------ Data section ------
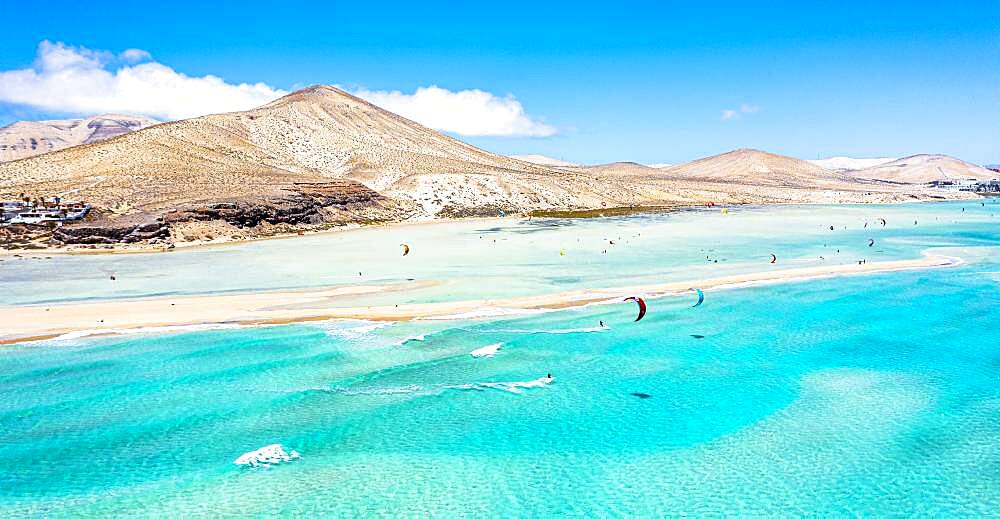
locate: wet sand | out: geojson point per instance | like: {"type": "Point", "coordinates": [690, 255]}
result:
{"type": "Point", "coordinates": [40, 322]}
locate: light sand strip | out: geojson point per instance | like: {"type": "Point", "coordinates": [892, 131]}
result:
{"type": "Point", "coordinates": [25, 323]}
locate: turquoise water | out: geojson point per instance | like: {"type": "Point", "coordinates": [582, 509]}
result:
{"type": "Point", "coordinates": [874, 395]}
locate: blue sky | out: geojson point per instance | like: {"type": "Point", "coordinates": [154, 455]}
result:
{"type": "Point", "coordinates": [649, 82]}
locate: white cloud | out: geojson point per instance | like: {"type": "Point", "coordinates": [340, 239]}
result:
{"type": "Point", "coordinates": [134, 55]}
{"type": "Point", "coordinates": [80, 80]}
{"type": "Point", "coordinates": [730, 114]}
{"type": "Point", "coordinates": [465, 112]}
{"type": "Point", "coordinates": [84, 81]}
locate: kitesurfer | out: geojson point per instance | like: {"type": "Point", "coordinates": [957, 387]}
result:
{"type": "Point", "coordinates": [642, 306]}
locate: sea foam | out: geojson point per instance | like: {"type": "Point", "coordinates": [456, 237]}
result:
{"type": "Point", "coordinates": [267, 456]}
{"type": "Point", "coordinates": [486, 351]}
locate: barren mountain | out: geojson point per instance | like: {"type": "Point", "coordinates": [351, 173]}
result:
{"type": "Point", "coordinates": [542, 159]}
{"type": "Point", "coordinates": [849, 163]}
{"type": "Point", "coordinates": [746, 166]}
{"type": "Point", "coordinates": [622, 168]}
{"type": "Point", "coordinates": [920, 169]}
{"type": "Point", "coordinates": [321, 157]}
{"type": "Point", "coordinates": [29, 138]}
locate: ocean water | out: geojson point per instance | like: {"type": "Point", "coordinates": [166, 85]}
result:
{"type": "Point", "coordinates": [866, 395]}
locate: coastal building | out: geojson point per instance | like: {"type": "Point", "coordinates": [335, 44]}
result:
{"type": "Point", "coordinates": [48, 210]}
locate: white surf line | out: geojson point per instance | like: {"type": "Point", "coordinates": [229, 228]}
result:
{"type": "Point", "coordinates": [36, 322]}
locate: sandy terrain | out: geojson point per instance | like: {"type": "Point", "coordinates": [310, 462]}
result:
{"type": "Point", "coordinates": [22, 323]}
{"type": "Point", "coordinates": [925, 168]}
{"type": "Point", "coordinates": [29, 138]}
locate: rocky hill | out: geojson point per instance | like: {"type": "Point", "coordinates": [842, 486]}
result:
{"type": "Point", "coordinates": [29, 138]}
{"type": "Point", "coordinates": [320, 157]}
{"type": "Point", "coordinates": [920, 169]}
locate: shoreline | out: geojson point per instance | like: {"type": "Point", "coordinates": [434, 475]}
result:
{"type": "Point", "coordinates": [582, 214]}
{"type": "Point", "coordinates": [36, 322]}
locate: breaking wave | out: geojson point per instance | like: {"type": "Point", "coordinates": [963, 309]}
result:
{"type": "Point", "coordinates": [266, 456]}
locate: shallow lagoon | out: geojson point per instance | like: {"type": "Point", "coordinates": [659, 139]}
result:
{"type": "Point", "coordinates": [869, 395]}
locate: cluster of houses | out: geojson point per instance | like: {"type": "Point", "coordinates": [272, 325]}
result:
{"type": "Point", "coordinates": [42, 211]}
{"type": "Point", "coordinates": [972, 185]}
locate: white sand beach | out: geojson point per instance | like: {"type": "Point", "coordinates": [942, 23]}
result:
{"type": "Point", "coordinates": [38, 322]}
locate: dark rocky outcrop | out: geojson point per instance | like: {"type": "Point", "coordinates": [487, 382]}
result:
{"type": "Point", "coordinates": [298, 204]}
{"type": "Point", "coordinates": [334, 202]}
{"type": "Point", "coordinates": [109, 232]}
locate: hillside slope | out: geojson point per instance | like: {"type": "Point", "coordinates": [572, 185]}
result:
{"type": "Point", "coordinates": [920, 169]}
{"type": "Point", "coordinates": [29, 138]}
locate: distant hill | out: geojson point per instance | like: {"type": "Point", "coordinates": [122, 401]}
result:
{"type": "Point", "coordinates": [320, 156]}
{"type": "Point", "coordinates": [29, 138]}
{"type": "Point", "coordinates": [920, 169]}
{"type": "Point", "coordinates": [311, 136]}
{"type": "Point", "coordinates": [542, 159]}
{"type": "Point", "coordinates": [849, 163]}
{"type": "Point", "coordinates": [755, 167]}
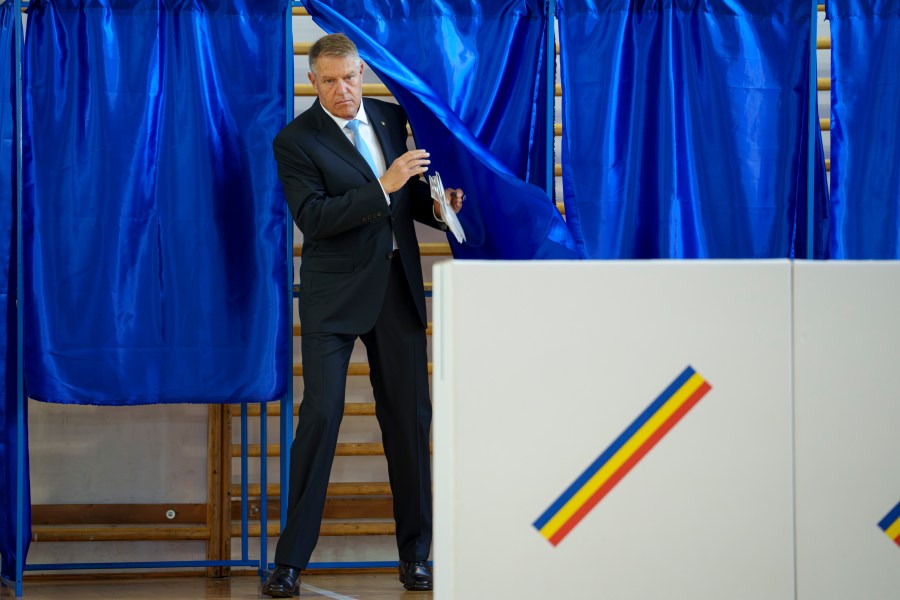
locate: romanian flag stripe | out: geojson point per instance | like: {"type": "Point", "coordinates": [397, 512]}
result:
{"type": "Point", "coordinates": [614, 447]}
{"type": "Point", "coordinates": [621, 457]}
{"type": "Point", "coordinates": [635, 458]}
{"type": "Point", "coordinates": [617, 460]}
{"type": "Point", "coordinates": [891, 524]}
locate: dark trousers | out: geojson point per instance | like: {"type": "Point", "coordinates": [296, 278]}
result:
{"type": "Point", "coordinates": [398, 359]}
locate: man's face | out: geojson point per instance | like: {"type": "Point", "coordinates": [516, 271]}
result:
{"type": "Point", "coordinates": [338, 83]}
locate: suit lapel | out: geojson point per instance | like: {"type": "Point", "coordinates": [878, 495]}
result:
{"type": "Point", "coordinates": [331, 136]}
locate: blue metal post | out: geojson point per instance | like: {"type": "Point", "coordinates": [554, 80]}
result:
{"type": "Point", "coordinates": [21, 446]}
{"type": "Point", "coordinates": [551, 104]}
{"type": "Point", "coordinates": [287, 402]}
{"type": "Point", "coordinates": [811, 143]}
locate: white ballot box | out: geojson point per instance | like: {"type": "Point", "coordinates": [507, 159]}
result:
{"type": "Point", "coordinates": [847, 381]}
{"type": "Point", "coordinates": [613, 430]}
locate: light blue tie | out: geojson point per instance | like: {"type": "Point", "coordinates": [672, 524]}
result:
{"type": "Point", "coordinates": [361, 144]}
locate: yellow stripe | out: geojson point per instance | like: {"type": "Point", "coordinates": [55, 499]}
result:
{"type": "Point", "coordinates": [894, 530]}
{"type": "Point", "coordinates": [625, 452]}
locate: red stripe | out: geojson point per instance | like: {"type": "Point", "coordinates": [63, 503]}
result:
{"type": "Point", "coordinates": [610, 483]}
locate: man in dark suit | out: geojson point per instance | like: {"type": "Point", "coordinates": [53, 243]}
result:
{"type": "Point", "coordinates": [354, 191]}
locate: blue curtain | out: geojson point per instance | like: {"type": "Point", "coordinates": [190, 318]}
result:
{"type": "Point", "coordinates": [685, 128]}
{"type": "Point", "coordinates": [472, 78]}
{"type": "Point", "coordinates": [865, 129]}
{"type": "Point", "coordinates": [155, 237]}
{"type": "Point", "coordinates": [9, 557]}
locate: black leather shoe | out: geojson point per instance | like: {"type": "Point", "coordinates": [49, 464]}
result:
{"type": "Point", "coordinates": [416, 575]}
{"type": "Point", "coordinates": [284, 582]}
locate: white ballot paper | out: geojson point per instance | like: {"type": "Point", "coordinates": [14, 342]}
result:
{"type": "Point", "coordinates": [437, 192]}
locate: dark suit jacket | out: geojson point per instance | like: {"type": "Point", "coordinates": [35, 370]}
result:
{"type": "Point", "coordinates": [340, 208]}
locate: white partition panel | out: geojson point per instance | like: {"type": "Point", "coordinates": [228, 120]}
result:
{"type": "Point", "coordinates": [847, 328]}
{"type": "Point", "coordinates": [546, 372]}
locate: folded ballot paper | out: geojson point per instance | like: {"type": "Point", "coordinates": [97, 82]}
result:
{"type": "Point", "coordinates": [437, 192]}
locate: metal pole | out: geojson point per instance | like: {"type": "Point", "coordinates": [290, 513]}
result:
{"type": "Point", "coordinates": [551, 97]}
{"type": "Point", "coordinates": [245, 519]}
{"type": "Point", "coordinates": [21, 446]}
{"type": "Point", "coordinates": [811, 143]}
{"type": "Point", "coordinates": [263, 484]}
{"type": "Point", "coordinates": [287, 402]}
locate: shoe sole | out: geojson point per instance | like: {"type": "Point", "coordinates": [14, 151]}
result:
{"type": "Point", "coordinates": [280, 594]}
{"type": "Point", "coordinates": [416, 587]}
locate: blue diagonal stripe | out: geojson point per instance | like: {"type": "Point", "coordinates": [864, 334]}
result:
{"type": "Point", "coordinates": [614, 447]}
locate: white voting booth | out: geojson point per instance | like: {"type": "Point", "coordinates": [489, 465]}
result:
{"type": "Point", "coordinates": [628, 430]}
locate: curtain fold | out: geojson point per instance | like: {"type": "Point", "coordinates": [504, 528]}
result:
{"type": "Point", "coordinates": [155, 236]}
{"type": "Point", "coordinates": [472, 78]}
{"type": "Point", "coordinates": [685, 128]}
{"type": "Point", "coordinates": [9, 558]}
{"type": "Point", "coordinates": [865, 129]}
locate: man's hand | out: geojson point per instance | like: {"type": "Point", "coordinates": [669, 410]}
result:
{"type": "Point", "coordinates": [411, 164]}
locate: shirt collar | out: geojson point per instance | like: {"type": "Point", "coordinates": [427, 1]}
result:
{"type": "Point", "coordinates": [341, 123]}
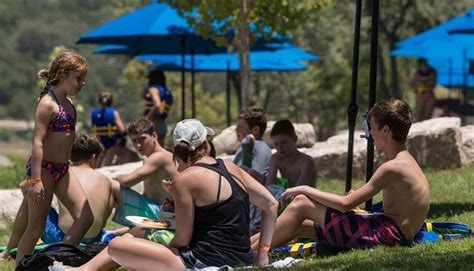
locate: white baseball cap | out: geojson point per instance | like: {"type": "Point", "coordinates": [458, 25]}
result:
------
What is needed: From the entries above, extract only the lines running from the one containing "locate: shoreline |" through the one containing "locate: hillside slope", inclusive.

Written response:
locate: shoreline | out: geojson point per instance | like: {"type": "Point", "coordinates": [434, 475]}
result:
{"type": "Point", "coordinates": [582, 214]}
{"type": "Point", "coordinates": [36, 322]}
locate: breaking wave | out: geojson point per instance | like: {"type": "Point", "coordinates": [963, 309]}
result:
{"type": "Point", "coordinates": [266, 456]}
locate: shallow lagoon | out: geojson point per instance | like: {"type": "Point", "coordinates": [659, 139]}
result:
{"type": "Point", "coordinates": [869, 395]}
locate: cluster of houses | out: geojson point per instance | like: {"type": "Point", "coordinates": [272, 325]}
result:
{"type": "Point", "coordinates": [42, 211]}
{"type": "Point", "coordinates": [972, 185]}
locate: white sand beach | out: geojson point per instance | like: {"type": "Point", "coordinates": [942, 23]}
result:
{"type": "Point", "coordinates": [38, 322]}
locate: dark rocky outcrop | out: geojson point per instance | like: {"type": "Point", "coordinates": [487, 382]}
result:
{"type": "Point", "coordinates": [298, 204]}
{"type": "Point", "coordinates": [334, 202]}
{"type": "Point", "coordinates": [109, 232]}
locate: hillside slope | out: geojson point per instance | like: {"type": "Point", "coordinates": [572, 185]}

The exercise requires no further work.